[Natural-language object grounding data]
=======
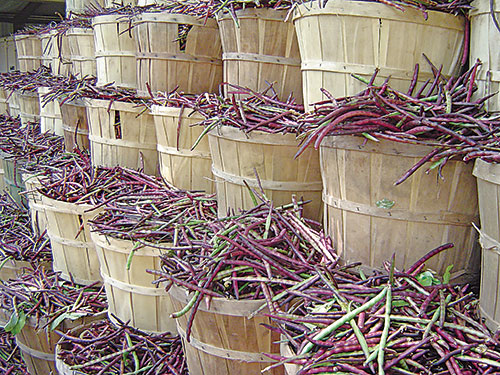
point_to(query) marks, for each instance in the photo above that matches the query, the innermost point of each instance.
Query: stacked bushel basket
(168, 88)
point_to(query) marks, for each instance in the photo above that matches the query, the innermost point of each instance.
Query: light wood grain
(75, 125)
(122, 134)
(179, 166)
(427, 211)
(236, 156)
(364, 36)
(131, 295)
(29, 107)
(115, 51)
(29, 52)
(262, 50)
(50, 114)
(82, 51)
(225, 341)
(162, 63)
(72, 248)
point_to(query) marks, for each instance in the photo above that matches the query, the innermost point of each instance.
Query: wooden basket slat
(50, 114)
(72, 256)
(37, 212)
(262, 35)
(114, 51)
(129, 291)
(78, 6)
(488, 185)
(484, 42)
(29, 52)
(82, 51)
(183, 168)
(29, 107)
(138, 135)
(272, 156)
(427, 211)
(368, 36)
(75, 122)
(223, 334)
(161, 62)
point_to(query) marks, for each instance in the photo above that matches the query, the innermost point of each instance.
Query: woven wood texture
(82, 51)
(122, 134)
(262, 50)
(223, 340)
(29, 107)
(236, 156)
(183, 168)
(484, 42)
(75, 125)
(488, 186)
(37, 212)
(50, 114)
(364, 36)
(29, 52)
(427, 211)
(131, 294)
(72, 248)
(114, 51)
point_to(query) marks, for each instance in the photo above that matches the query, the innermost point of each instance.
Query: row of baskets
(262, 49)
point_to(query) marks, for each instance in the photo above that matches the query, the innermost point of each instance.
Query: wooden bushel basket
(29, 107)
(369, 218)
(165, 62)
(114, 51)
(48, 48)
(179, 165)
(13, 179)
(131, 294)
(484, 42)
(29, 52)
(50, 114)
(488, 186)
(236, 156)
(223, 340)
(82, 51)
(72, 248)
(78, 6)
(75, 125)
(37, 211)
(262, 50)
(363, 36)
(8, 58)
(122, 134)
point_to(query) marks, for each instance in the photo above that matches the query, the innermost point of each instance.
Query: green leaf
(425, 278)
(385, 203)
(20, 323)
(447, 274)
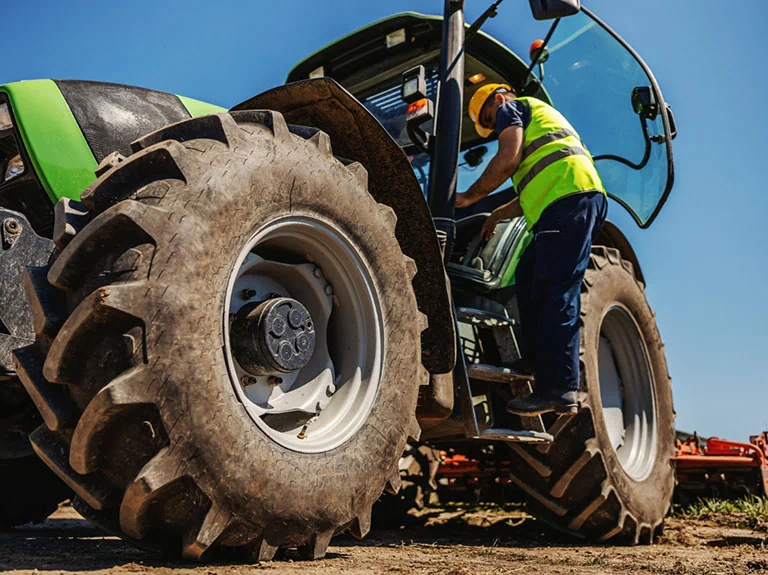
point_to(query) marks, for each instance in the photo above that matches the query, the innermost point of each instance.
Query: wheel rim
(627, 393)
(321, 405)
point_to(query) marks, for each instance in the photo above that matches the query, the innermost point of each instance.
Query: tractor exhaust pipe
(445, 161)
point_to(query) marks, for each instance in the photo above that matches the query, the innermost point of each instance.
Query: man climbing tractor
(562, 198)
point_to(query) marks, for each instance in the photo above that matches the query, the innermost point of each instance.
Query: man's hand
(505, 212)
(490, 225)
(463, 201)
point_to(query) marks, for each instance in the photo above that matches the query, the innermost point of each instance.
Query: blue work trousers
(548, 279)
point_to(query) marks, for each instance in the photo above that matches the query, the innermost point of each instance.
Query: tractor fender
(358, 136)
(612, 237)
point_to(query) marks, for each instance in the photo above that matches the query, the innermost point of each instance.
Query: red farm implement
(720, 468)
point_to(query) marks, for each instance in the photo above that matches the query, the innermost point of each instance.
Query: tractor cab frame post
(444, 165)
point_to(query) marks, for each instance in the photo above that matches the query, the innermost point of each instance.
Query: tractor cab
(583, 68)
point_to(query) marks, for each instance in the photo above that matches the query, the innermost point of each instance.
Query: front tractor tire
(152, 310)
(608, 475)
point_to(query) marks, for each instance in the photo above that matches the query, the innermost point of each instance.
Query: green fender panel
(55, 145)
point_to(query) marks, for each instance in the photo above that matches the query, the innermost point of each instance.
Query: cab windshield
(589, 76)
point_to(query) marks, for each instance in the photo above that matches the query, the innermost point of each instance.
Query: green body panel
(544, 95)
(54, 142)
(198, 108)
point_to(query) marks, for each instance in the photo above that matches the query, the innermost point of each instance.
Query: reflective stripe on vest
(547, 138)
(554, 164)
(547, 161)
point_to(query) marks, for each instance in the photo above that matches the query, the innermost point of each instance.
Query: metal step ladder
(533, 427)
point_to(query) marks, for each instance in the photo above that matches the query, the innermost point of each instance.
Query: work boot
(557, 401)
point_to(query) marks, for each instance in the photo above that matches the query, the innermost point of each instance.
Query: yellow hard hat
(476, 104)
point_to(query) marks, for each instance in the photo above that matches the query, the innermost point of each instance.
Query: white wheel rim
(320, 406)
(627, 393)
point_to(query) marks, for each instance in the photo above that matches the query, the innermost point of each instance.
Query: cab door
(612, 99)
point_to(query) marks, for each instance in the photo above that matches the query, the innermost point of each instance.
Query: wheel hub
(273, 336)
(303, 334)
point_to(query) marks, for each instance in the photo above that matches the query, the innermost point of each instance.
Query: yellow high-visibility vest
(555, 163)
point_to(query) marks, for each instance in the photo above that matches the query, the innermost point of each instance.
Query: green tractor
(221, 328)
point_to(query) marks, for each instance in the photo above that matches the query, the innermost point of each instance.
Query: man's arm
(499, 169)
(506, 212)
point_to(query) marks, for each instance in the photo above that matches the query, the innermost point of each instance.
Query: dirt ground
(458, 542)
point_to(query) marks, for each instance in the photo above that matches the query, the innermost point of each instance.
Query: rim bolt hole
(248, 293)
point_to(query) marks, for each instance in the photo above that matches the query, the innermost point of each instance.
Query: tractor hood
(62, 129)
(590, 74)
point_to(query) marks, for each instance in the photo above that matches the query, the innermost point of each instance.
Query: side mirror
(551, 9)
(414, 86)
(644, 102)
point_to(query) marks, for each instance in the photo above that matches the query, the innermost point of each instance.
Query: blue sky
(704, 258)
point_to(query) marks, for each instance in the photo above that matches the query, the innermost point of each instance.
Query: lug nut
(247, 380)
(274, 381)
(248, 293)
(294, 318)
(12, 226)
(278, 326)
(303, 342)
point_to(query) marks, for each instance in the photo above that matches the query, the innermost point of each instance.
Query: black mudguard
(20, 247)
(357, 135)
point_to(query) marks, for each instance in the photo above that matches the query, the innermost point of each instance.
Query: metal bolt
(278, 326)
(12, 226)
(294, 318)
(274, 381)
(248, 293)
(302, 341)
(247, 380)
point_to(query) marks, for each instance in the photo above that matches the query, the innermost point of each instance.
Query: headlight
(11, 164)
(15, 168)
(5, 117)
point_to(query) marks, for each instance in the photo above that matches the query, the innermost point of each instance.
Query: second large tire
(608, 474)
(153, 438)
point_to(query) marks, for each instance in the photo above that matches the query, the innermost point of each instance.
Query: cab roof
(368, 57)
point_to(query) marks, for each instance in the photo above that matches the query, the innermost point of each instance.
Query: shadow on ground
(69, 543)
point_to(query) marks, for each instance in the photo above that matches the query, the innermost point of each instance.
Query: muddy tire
(608, 473)
(156, 434)
(30, 491)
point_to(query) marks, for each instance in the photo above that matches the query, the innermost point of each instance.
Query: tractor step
(483, 318)
(515, 436)
(496, 374)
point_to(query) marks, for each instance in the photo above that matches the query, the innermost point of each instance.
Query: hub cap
(274, 336)
(627, 393)
(304, 334)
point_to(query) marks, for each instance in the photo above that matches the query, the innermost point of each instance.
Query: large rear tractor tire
(238, 338)
(608, 473)
(30, 491)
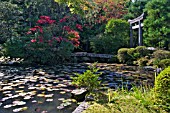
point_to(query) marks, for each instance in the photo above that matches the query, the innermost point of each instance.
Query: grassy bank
=======
• TRY IT
Reproduce every record above exactly, omitting the pictures.

• RESPONSE BOX
point_to(query) marks, for each instance in the photo above that matches the query, the innermost point of each instance.
Query: stacked bushel basket
(168, 88)
point_to(query) marks, for each instance in the photo above that matches the query, the innermost point of each instance.
Query: light wood grain
(75, 125)
(122, 134)
(179, 166)
(427, 211)
(236, 156)
(364, 36)
(131, 295)
(29, 107)
(115, 51)
(29, 52)
(262, 50)
(50, 114)
(82, 51)
(225, 341)
(162, 63)
(72, 248)
point_to(query) marks, for each instance in the photo above that matches the query, the innermost point of each instance.
Query: wooden basket slat
(50, 114)
(72, 256)
(37, 212)
(262, 35)
(114, 51)
(129, 291)
(78, 6)
(488, 185)
(484, 42)
(29, 52)
(82, 51)
(183, 168)
(29, 107)
(138, 135)
(272, 156)
(427, 211)
(368, 36)
(75, 122)
(223, 334)
(161, 62)
point_to(query) marks, for each instance in the photo above that matches the query, the innermost point of each instance.
Query: woven wood texture
(82, 51)
(122, 134)
(262, 50)
(223, 340)
(29, 107)
(236, 156)
(183, 168)
(484, 42)
(75, 125)
(488, 186)
(37, 212)
(50, 114)
(364, 36)
(29, 52)
(427, 211)
(131, 294)
(72, 248)
(114, 51)
point_to(query) marks, for each instance in the photo above that matches the query, the innermost point of each instance.
Query: row of baskets
(262, 49)
point_to(query) marks, for each instance in the photo above that matches the query, the innermost point of each instance.
Query: wooden bushel basket
(29, 107)
(369, 218)
(165, 62)
(114, 51)
(48, 48)
(179, 165)
(13, 179)
(131, 294)
(484, 42)
(29, 52)
(50, 114)
(488, 186)
(236, 156)
(223, 340)
(82, 51)
(72, 248)
(78, 6)
(75, 125)
(37, 211)
(262, 50)
(363, 36)
(8, 58)
(122, 134)
point_to(query) marks, for each instance in the photo above that matches the query, the innermost point of each instance.
Query: green leaf
(425, 278)
(385, 203)
(20, 323)
(447, 274)
point_to(query) marks, for each instance in the photo above that matches the query, the innermost point of each instance.
Query: wheel rim
(627, 393)
(321, 405)
point_to(query) marks, for each instance in the photo above that matches the query, the innermost point of each instance.
Query: tractor exhaust pipe
(445, 161)
point_to(query) marks, for each instance in the photo above that matches the query, the innermost point of each instance.
Query: man climbing tractor
(562, 198)
point_to(query) marks, for each instance in the photo above that matches the query, the innermost point of each instance.
Query: man's hand
(505, 212)
(490, 225)
(463, 201)
point_to(query) marks, for each instance in the photo above that matches the query, the innermost point of each instance.
Query: blue work trousers
(548, 279)
point_to(query) marks, for each instance in the photo above that matches the query, the innermost point of each instance.
Query: tractor fender
(358, 136)
(612, 237)
point_to(query) marks, for each instance in the photo above that matches the query, the innermost point of each instance.
Query: red farm implement
(720, 468)
point_to(query) marks, for each instance in the photo above that matches the query, the innermost point of each instance.
Query: tractor cab frame post
(444, 165)
point_to(query) marks, for each instance in the photo above that matches the query, the innermost point of each instance.
Query: tractor cab
(583, 68)
point_to(query) marks, for each instance in the photo above that matches the query, the innermost point of each instance.
Query: front tractor tire
(152, 310)
(608, 475)
point_to(query) marks, for each instance in the photo above that matches the query, the innermost point of each instance.
Query: green fender panel
(55, 145)
point_to(query) marks, for each instance in the photo above that matches the query, the innermost point of each instance.
Query: cab windshield
(589, 76)
point_to(query) marks, for each instance in the photo above that matches the query, the innermost point of each instance.
Query: green body panel
(544, 95)
(54, 142)
(198, 108)
point_to(query) marks, for each instance in the photo above that matches the query, the innermost point of each instance.
Query: reflective stripe on vest
(547, 138)
(554, 164)
(547, 161)
point_to(query) marks, for each instance in the photo above that matches the query, the innermost point of each instance.
Query: metal step ladder
(533, 427)
point_to(query) marks, for each instance in the photo above that matches the query, the innermost point of each instance.
Query: work boot
(557, 401)
point_to(query) marks, for each instance in the photo above that matches the query, the innermost point of each instance.
Query: yellow hard hat
(476, 104)
point_to(query) marks, for each instance in the photo above that matches the query, the innermost point of each instance.
Query: white wheel rim
(320, 406)
(627, 393)
point_to(query) marks, for each instance in the photo above that matches the query, the innermost point of each instance.
Query: cab door
(612, 99)
point_to(query) marks, for each instance in the photo above that matches the query, the innermost point of each instance.
Query: wheel hub
(273, 336)
(303, 334)
point_to(query) marks, for each instance in the photo above that matches the query, the innermost point of each instance.
Query: yellow high-visibility vest
(555, 163)
point_to(query) marks, for each instance in the photo above that matches the query, the innermost point of each instance.
Query: green tractor
(221, 328)
point_to(query) marks, for each instance in the photo above that matches the query, the innermost point of each instance.
Query: man's arm
(499, 169)
(506, 212)
point_to(query) marks, for each instance in the photo above that matches the query, the innermost point of each instance.
Query: dirt ground
(458, 542)
point_to(query) marks, for each instance in the photo above that matches the query, the innermost point of each instance.
Query: rim bolt hole
(248, 293)
point_to(query) marks, for each instance in the photo above that matches the query, the innermost point of each instance.
Query: tractor hood
(62, 129)
(590, 74)
point_to(query) marks, for each instance in the photo above that matches the query, the innermost point of each instance.
Query: side mirror
(551, 9)
(414, 86)
(644, 102)
point_to(query) marks, for each instance in the photo above that matches the query, the innermost point of each instance.
Query: blue sky
(704, 258)
point_to(query) marks, for each instance in the photo above that matches the query, the innermost point of each instance.
Query: lug nut
(247, 380)
(274, 381)
(248, 293)
(294, 318)
(12, 226)
(278, 326)
(303, 342)
point_to(query) marks, for each instance in the photo above that matches the query, the innermost point of each instance.
Query: black mudguard
(20, 247)
(357, 135)
point_to(query) marks, for each instance in the photo above that matches the query, the innermost point of each instance.
Query: metal bolt
(278, 326)
(12, 226)
(294, 318)
(274, 381)
(248, 293)
(302, 341)
(247, 380)
point_to(query) marks, for each instance in the photo above that matches the query, the innermost point of each instance.
Query: headlight
(11, 164)
(15, 168)
(5, 117)
point_to(query) marks, for each instance in the photo above that matches the query, the innermost point of each instance.
Query: second large tire
(608, 474)
(153, 438)
point_to(query) marks, for each instance in the photo above that matches the query, the innermost point of each instance.
Query: cab roof
(368, 57)
point_to(query) marks, for each instance in the photo above that matches the query, the innermost point of each instance.
Query: shadow on ground
(69, 543)
point_to(query) marks, for each instance in the photo above that matches the query, the innermost point of each instance.
Query: muddy tire
(608, 473)
(156, 434)
(30, 491)
point_to(query) marks, for each instance in the photo above that matches the query, the innermost point of each instance.
Query: tractor step
(483, 318)
(515, 436)
(496, 374)
point_to(query) marks, for each instance in the photo above that matches the query, the innermost point of each instance.
Query: hub cap
(274, 336)
(627, 393)
(304, 334)
point_to(query) marks, for each instance in the photo above that matches the query, the innermost point of each instance.
Query: large rear tractor tire
(238, 338)
(608, 473)
(30, 491)
point_to(query) marks, for each instance in the photo above that matches the query, the innermost point of each instance.
Query: grassy bank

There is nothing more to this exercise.